Directive: Repeat all of the data precisely.

Records excerpted from a collection:

+ + + + + + +

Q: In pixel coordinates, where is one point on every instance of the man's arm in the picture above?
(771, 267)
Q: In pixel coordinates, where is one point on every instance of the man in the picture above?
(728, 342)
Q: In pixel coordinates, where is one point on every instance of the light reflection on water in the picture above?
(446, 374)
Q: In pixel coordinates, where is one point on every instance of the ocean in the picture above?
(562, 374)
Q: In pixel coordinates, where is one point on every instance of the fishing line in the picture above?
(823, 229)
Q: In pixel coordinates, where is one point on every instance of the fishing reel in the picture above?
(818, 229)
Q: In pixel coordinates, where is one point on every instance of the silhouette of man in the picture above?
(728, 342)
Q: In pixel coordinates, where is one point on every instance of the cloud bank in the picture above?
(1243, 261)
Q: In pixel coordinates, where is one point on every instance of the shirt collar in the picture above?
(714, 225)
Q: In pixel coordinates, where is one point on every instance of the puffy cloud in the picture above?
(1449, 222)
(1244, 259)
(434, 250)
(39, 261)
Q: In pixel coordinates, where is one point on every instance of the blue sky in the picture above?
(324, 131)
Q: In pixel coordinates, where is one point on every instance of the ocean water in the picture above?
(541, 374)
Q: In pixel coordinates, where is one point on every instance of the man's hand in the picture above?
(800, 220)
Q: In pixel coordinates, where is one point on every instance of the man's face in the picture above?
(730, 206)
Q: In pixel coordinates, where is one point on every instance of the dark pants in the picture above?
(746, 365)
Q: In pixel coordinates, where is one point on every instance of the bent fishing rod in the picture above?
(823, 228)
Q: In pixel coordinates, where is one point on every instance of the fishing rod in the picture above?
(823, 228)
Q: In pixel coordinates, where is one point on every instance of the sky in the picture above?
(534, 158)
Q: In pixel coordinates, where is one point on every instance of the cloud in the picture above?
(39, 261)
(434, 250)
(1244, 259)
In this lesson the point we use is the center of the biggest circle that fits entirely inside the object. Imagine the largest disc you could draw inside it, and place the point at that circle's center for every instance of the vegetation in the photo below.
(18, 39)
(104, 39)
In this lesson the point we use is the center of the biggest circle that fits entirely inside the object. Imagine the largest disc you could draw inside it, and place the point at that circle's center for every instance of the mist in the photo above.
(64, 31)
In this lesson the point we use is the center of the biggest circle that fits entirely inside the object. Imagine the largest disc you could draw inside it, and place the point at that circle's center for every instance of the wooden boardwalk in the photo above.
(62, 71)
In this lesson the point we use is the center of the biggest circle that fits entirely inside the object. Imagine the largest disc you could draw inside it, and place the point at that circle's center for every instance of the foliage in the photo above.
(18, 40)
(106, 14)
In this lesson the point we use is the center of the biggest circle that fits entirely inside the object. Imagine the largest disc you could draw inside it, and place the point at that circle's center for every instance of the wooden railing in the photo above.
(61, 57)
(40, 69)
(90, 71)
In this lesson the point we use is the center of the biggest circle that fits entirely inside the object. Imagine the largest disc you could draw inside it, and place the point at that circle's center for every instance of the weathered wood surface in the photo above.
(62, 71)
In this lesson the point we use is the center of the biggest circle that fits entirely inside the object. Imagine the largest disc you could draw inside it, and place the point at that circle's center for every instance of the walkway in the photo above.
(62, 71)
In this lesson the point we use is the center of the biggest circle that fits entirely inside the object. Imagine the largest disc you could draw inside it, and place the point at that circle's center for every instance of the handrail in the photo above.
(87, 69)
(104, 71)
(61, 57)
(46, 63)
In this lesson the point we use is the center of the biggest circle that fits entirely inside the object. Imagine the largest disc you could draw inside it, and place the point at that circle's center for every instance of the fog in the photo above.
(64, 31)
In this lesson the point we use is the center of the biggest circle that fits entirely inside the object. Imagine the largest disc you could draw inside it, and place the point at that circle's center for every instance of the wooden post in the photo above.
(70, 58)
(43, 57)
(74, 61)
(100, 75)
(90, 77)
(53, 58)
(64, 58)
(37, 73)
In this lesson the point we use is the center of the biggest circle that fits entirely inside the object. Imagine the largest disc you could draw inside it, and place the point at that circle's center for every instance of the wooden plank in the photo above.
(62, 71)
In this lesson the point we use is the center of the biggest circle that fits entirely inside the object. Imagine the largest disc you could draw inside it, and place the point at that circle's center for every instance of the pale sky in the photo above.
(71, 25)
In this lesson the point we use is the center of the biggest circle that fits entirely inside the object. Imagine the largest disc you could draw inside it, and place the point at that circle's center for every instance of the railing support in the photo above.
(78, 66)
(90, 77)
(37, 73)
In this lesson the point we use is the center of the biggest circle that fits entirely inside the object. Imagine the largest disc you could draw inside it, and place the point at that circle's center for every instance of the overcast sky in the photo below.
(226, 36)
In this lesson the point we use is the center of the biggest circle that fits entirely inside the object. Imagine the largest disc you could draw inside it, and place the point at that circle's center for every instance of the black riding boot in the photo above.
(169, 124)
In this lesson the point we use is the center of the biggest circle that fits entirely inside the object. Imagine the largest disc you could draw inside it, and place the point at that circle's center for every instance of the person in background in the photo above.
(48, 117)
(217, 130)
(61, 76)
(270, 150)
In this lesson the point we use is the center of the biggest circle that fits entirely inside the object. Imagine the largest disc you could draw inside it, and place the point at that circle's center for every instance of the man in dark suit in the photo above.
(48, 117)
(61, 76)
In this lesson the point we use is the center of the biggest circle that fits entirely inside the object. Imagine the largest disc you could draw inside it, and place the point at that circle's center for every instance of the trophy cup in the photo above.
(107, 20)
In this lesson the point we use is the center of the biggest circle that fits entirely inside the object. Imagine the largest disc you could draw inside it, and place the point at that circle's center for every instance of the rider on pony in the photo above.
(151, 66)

+ + + + + + +

Complete output:
Q: In pixel coordinates, where is one point on every instance of the man's arm in the picture above?
(771, 267)
Q: In pixel coordinates, where is one point on every instance of the man in the picture above?
(728, 342)
Q: In pixel coordinates, where is one point on every instance of the light reflection on water in the picture above?
(446, 374)
Q: In pixel coordinates, where is one point on every instance of the ocean in the picture above?
(562, 374)
Q: In pixel coordinates, where is one point on every instance of the fishing line in the picture above?
(823, 229)
Q: In pixel coordinates, where is one point on every instance of the fishing reel in the picture above?
(818, 229)
Q: In pixel coordinates, where is one point on every instance of the silhouette of man in the picture above?
(728, 342)
Q: In pixel coordinates, where is one point on every instance of the cloud bank in the picture above?
(1243, 261)
Q: In pixel coordinates, where is one point on every instance of the shirt collar in the picture above?
(714, 225)
Q: In pixel coordinates, where is one point on every instance of the puffy cloud in the picture above?
(1449, 222)
(1244, 259)
(434, 250)
(39, 261)
Q: In pixel coordinates, where is one point on every instance of the blue sky in the picture above?
(324, 131)
Q: In pixel coordinates, where is one point on every instance of the ocean water in the picture above?
(541, 374)
Q: In pixel coordinates, where is one point on every instance of the man's hand in the picture above?
(800, 220)
Q: In pixel coordinates, where is one point on every instance of the man's face in the picture above?
(730, 206)
Q: In pixel coordinates, where is one point on every instance of the dark pants in the picture above?
(746, 365)
Q: In pixel coordinates, where is one point on every instance of the bent fishing rod in the picture above?
(823, 228)
Q: In pixel coordinates, where is one point on every instance of the fishing rod in the picture above?
(823, 228)
Q: In pixel coordinates, where is one point on every instance of the sky in the picture above?
(534, 158)
Q: In pixel coordinates, where is one point on every instance of the cloud in the picture above?
(39, 261)
(434, 250)
(1244, 259)
In this lesson the point we use is the center of the biggest circle that fits entirely inside the object. Imagine the largest disc you could draw inside it, and place the point at that circle's center for every instance of the vegetation in the photo below.
(18, 39)
(104, 39)
In this lesson the point we use is the center of the biggest circle that fits entirely inside the object. Imagine the largest disc you could draw inside it, and place the point at that circle's center for every instance of the mist in the photo above.
(64, 31)
In this lesson the point we use is the center of the biggest circle that fits entirely inside the object. Imagine the largest disc you could draw inside it, and place the point at that circle's center for every instance of the wooden boardwalk in the photo above.
(62, 71)
In this lesson the point we use is the center of the biggest circle that fits entirely inside the object. Imagine the largest disc you could draw inside it, and place the point at that circle's center for every instance of the foliage in the photo above.
(18, 40)
(106, 14)
In this lesson the point we use is the center of the biggest circle that fits entirely inside the object. Imagine the largest disc you could draw inside it, and place the point at that circle's center for every instance of the wooden railing in the photo above.
(61, 57)
(40, 69)
(90, 71)
In this lesson the point we use is the center of the biggest circle that fits entirely inside the object. Imagine the largest disc you could draw inside it, and place the point at that circle's center for every instance of the weathered wood surface in the photo above.
(62, 71)
In this lesson the point we use is the center of the biggest circle that fits entirely inside the object. Imagine the largest disc you could draw inside it, and place the point at that circle's center for every instance of the walkway in the photo above.
(62, 71)
In this lesson the point we use is the center of the biggest circle that fits entirely inside the object. Imagine the largest disc you could draw inside it, and place the point at that circle's center for every instance of the handrail in the photo above.
(87, 69)
(104, 71)
(61, 57)
(46, 63)
In this lesson the point we use is the center of the biggest circle that fits entirely inside the object. Imagine the largest disc you could draw inside it, and place the point at that circle's center for every instance of the fog in the photo above.
(64, 31)
In this lesson the point we use is the center of the biggest circle that fits entirely inside the object. Imagine the largest disc you could draw inside it, and place the point at that circle's center for every instance of the wooden post in the photo above.
(70, 58)
(43, 57)
(74, 61)
(100, 75)
(90, 77)
(53, 58)
(64, 58)
(37, 73)
In this lesson the point we use is the center of the biggest circle that fits entirely inside the object. Imagine the largest disc you could draw inside it, and place the point at that circle's center for every instance of the wooden plank in the photo above.
(62, 71)
In this lesson the point we use is the center of the biggest circle that fits entirely inside the object. Imagine the largest disc you could draw inside it, and place the point at that circle's center for every instance of the pale sky in the photo above.
(71, 25)
In this lesson the point we use is the center of the biggest circle that fits entirely inside the object. Imagine the largest disc you could draw inside it, and place the point at that circle's center for every instance of the railing support in the photo above.
(78, 66)
(90, 77)
(37, 73)
In this lesson the point we use is the center of the biggest circle that fits entirely inside the object. Imagine the largest disc you could draw inside it, and place the point at that circle's center for every instance of the overcast sky in the photo below.
(226, 36)
In this lesson the point we use is the center of the biggest circle that fits entirely inside the object. Imagine the largest disc you could draw inside it, and place the point at that circle's center for every instance of the black riding boot in the photo above.
(169, 124)
In this lesson the point we use is the center of the biggest circle that fits entirely inside the object. Imagine the largest disc you could draw inside it, and place the point at that circle's center for every instance of the person in background in the photo above.
(48, 117)
(217, 130)
(61, 76)
(270, 150)
In this lesson the point we use is the center of the biggest circle that fits entirely inside the object. Imagine the largest disc you could draw inside it, and place the point at that circle's center for every instance of the man in dark suit in the photo above.
(48, 117)
(61, 76)
In this lesson the point we use is the center of the biggest circle that fits entirely inside the object. Imagine the largest disc you could draw inside it, and place the point at that circle's center for every instance of the trophy cup in the photo above.
(107, 20)
In this lesson the point we use is the center of the biggest circle that fits entirely inside the object. Imagine the largest disc you could draw inside it, and place the point at that circle's center for every instance of the rider on pony in the photo above.
(151, 66)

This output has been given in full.